そこで遊技球が、遊技領域に打ち込まれ、どのような道筋で流下、移動して特定の入賞口に入球(入賞)し、あるいはアウト口に入球するかの球ルートは、人為的に、つまり制御手段により読み出されるデータとして設定されているのが一般的である。この場合、球ルートは予め多数種類設定されており、所定の条件に基づいてそれらの中から特定の球ルートが決定される。
ここで入球とは、遊技球が入賞口やアウト口に入ることを指すが、映像式遊技機においては、遊技球、入賞口及びアウト口は画像で表示されているので、具体的には、入賞口やアウト口位置、つまり球ルート終点で遊技球の表示が終了し、その遊技球が遊技盤面画像上から消滅することを指す。
【0003】
映像式遊技機では、画像表示器に表示された遊技盤面画像上に、上記のように決定された球ルートに沿って遊技球(以下、単に球とも記す。)を移動表示させ、遊技を行う。

表示データ
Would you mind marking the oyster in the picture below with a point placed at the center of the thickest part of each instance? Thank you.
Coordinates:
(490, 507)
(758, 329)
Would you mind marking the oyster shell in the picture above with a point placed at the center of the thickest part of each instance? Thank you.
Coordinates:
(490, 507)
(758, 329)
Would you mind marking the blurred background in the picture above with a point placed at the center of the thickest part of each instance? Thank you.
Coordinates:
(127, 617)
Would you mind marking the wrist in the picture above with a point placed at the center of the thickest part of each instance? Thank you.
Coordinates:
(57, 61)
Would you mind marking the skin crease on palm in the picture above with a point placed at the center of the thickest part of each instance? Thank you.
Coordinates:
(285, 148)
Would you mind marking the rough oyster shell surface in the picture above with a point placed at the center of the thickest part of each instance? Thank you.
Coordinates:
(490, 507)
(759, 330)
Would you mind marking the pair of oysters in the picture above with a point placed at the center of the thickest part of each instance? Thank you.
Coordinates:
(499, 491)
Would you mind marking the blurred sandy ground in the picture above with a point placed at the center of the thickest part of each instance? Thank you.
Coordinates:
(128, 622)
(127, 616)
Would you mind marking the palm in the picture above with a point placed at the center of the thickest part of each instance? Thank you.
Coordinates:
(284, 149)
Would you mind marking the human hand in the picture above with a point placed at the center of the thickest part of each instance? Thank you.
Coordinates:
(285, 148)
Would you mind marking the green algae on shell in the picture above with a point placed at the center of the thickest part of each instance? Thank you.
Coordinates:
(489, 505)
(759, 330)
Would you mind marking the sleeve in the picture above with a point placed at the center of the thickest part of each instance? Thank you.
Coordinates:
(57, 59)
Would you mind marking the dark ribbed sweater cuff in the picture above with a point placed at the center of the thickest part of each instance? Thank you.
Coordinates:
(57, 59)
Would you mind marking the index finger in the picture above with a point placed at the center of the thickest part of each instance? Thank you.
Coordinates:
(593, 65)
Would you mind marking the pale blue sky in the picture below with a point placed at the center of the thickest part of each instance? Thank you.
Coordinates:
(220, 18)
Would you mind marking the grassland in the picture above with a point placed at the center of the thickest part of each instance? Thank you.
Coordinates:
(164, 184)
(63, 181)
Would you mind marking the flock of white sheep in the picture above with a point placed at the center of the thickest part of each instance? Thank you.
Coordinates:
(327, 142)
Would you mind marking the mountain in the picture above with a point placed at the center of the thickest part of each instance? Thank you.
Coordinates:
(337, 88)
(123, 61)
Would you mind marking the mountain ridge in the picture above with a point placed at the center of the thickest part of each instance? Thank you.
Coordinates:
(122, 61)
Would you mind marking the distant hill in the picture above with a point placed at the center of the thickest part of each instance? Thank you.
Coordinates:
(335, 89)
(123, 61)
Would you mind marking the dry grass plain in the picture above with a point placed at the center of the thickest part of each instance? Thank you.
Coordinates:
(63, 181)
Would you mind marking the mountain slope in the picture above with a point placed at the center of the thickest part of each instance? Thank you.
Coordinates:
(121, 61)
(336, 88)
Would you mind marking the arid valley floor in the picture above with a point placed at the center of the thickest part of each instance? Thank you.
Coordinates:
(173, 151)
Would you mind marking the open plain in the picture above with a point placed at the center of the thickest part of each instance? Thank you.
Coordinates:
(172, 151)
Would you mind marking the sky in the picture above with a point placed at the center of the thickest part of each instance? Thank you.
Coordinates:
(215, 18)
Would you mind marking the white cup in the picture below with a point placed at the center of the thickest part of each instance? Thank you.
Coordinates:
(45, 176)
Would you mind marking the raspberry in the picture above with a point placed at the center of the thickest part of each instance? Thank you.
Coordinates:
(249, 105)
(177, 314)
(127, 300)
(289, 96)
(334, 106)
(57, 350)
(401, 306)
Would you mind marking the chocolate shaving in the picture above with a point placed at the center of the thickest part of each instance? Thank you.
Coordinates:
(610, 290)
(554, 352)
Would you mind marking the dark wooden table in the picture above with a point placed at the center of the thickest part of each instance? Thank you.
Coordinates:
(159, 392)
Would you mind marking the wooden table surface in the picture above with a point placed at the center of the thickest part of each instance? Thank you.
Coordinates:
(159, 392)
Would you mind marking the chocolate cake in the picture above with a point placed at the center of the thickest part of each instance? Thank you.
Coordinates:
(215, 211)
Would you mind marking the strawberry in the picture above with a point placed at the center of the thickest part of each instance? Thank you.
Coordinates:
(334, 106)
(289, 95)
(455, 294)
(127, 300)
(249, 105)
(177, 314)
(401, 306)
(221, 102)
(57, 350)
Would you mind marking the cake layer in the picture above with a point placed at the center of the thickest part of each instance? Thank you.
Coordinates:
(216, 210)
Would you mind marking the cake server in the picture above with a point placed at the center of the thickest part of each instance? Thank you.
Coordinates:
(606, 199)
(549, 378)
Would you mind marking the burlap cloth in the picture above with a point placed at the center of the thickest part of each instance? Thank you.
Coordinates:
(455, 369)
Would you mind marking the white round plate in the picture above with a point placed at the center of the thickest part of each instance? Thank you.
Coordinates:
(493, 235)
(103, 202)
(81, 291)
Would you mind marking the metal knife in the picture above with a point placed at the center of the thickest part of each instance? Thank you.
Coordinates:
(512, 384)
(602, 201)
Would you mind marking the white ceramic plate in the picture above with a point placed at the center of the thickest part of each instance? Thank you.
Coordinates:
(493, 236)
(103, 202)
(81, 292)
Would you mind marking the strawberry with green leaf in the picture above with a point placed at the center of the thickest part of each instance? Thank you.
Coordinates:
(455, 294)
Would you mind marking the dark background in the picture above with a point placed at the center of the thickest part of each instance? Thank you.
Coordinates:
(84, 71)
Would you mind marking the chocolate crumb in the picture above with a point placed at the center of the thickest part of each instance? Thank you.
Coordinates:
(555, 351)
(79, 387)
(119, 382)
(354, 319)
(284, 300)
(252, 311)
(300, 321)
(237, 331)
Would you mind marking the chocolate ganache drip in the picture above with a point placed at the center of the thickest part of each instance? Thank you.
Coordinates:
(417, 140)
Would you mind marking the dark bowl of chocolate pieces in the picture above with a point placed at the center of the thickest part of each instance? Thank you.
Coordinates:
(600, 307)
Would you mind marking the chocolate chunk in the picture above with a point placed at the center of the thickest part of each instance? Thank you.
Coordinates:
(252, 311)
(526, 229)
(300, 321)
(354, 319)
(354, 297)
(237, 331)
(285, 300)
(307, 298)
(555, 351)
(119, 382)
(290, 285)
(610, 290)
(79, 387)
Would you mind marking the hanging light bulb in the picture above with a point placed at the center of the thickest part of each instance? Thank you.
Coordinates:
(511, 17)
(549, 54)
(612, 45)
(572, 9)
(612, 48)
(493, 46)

課題内容
次の(a)〜(c)が本文抜粋の内容と合っているかを「はい」か「いいえ」で答え、判断の決め手となる本文の語句を正確に引用せよ。
(a) 球ルートはあらかじめ多数の種類が設定されている。
(b) 映像式遊技機では、遊技球や入賞口は実物として盤面に置かれている。
(c) 映像式遊技機での入球とは、球ルートの終点で遊技球が遊技盤面画像上から消えることを指す。

解答例
(a) はい。「球ルートは予め多数種類設定されており」
(b) いいえ。「遊技球、入賞口及びアウト口は画像で表示されている」
(c) はい。「球ルート終点で遊技球の表示が終了し、その遊技球が遊技盤面画像上から消滅することを指す」